- [Set exercise A]: Name every character from the play that the theater review below mentions by name.

- [Quoted passage]:
The New City production began tentatively, but as they settled in to the opening night show, each (exceedingly well-cast) actor shone. Jezior makes a welcome return to the Philadelphia stage after an extended absence, conveying Artie’s anger and strength with remarkable emotional control.

But the play, and the surrounding performances, kick into another gear with the arrival at the dinner table of prodigal son Victor (the masterfully intense Allen Radway).

“He seems a bit tightly wound,” says Aunt Bobbie.

“Tightly wound? He’s coked up,” Kyle tells her.

Victor is the most profoundly affected by his mother’s passing, acting out with violence to himself and those around him. Newly released from jail after a destructive DUI, he’s sold his a playstation belonging to the son of his girlfriend (Ginger Dayle) for cocaine. One by one, he pushes away those around him, until he’s left alone onstage.

But just as AMERICAN SLIGO seems set to end with a satisfyingly unresolved dissipation, the uniquely structured work enters an extended, and equally satisfying, denouement.

It doesn’t effect the high quality of the play or production, but Rapp’s treatment of professional wrestling (“We might as well be ballerina’s in tutus”) lacks insight or truth, and serves only to move his plot and metaphors. Does anyone in 2007 (when the play is set) really believe that the events onstage are real? I live downstairs from a professional wrestler (and teacher of the art in a local school), and with brief interaction gained a respect for his vigorous training and attention to choreography and story. Wrestling is an American artform, and a more attentive work might explore it as such.

But if this treatment was disappointing, AMERICAN SLIGO is not. Director Aaron Cromie creates a slideshow of beautifully staged moments, not least the brilliantly chilling conclusion. May 30 to June 23, 2013. newcitystage.org.

Excerpts from segmentation records
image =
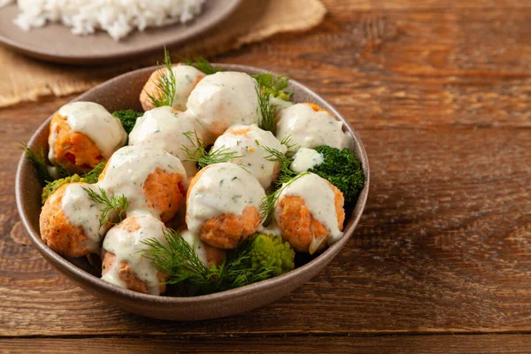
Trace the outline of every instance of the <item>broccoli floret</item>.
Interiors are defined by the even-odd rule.
[[[136,119],[143,116],[143,112],[134,110],[123,110],[116,111],[112,115],[119,119],[126,133],[129,134],[133,130],[133,127],[135,127]]]
[[[281,275],[295,268],[295,251],[280,236],[258,234],[253,237],[249,255],[250,267],[274,266],[274,275]]]
[[[84,181],[86,181],[84,178],[80,177],[79,174],[73,174],[70,177],[65,177],[61,178],[60,180],[56,180],[51,182],[48,182],[46,186],[42,188],[42,195],[41,196],[42,204],[44,204],[48,197],[51,196],[56,190],[58,190],[61,186],[64,186],[68,183]]]
[[[315,150],[323,156],[324,162],[308,171],[337,187],[346,203],[354,202],[365,185],[361,162],[348,149],[340,150],[330,146],[319,146]]]

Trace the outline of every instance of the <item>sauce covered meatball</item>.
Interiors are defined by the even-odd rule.
[[[167,275],[158,272],[142,250],[148,248],[142,243],[147,239],[165,245],[165,230],[164,223],[149,212],[134,213],[113,227],[104,241],[102,279],[140,293],[163,294]]]
[[[190,181],[189,230],[212,247],[235,249],[260,226],[260,203],[265,196],[264,188],[241,166],[211,165]]]
[[[107,162],[98,185],[127,198],[129,210],[146,207],[171,219],[184,204],[188,179],[181,160],[166,151],[143,145],[121,148]]]
[[[48,198],[41,212],[42,241],[64,256],[98,253],[107,230],[100,227],[100,205],[90,201],[84,189],[96,188],[88,183],[64,185]]]
[[[196,86],[186,106],[210,133],[206,143],[235,124],[258,124],[260,114],[256,81],[236,72],[206,76]]]
[[[291,247],[313,253],[342,236],[342,193],[317,174],[302,175],[279,196],[274,219]]]
[[[266,148],[275,150],[282,154],[288,148],[279,142],[273,133],[262,130],[257,126],[233,126],[214,142],[212,150],[224,150],[235,152],[238,158],[230,162],[242,164],[258,180],[265,189],[271,186],[279,173],[279,164],[272,158]]]
[[[90,171],[127,139],[119,119],[102,105],[74,102],[61,107],[50,124],[49,159],[71,173]]]
[[[291,155],[300,148],[313,149],[322,145],[343,149],[348,141],[342,128],[341,121],[317,104],[297,104],[281,111],[276,137],[281,142],[289,139],[289,143],[293,144],[289,151]]]
[[[186,102],[192,89],[197,85],[204,77],[204,73],[196,69],[194,66],[183,65],[179,64],[172,69],[175,78],[175,94],[173,95],[173,103],[172,107],[179,111],[186,110]],[[151,103],[151,97],[159,98],[161,92],[158,87],[161,76],[169,75],[167,68],[158,69],[150,76],[140,93],[140,103],[144,111],[150,111],[155,108]]]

- [Set exercise B]: Turn the lines of the records into a numbered list, starting at the line with "Trace the outline of every instance of the <item>sauce" and continuing up to and including the last line of the records. Leave out any blank lines.

- [Task answer A]: Artie, Victor, Aunt Bobbie, Kyle

- [Task answer B]:
1. Trace the outline of every instance of the <item>sauce covered meatball</item>.
2. Interiors are defined by the even-odd rule.
3. [[[167,275],[158,272],[142,250],[148,248],[142,243],[147,239],[165,245],[165,230],[164,223],[149,212],[134,213],[113,227],[104,241],[102,279],[140,293],[163,294]]]
4. [[[190,181],[189,230],[212,247],[235,249],[260,226],[260,203],[265,196],[264,188],[241,166],[211,165]]]
5. [[[107,162],[98,185],[127,198],[129,210],[146,207],[171,219],[184,204],[188,179],[181,160],[166,151],[143,145],[121,148]]]
6. [[[48,198],[41,212],[42,241],[64,256],[98,253],[107,230],[100,227],[100,205],[90,201],[84,189],[96,188],[88,183],[64,185]]]
7. [[[196,86],[186,106],[210,133],[206,143],[235,124],[258,124],[260,114],[256,81],[236,72],[206,76]]]
8. [[[291,247],[313,253],[342,236],[342,193],[317,174],[302,175],[279,196],[274,219]]]
9. [[[266,148],[275,150],[282,154],[288,148],[279,142],[273,133],[262,130],[257,126],[233,126],[214,142],[212,150],[224,150],[235,152],[238,158],[230,162],[242,164],[258,180],[265,189],[271,186],[279,173],[279,164],[272,158]]]
10. [[[90,171],[127,139],[119,119],[102,105],[74,102],[61,107],[50,124],[49,159],[71,173]]]
11. [[[291,155],[300,148],[313,149],[322,145],[343,149],[348,141],[342,128],[341,121],[317,104],[297,104],[281,111],[276,137],[281,142],[289,139],[289,143],[293,144],[289,151]]]
12. [[[186,102],[192,89],[197,85],[204,77],[204,73],[196,69],[194,66],[183,65],[179,64],[172,69],[175,78],[175,94],[173,95],[173,103],[172,107],[179,111],[186,110]],[[151,103],[151,97],[159,98],[161,92],[158,87],[161,76],[169,75],[167,68],[158,69],[150,76],[140,93],[140,103],[144,111],[150,111],[155,108]]]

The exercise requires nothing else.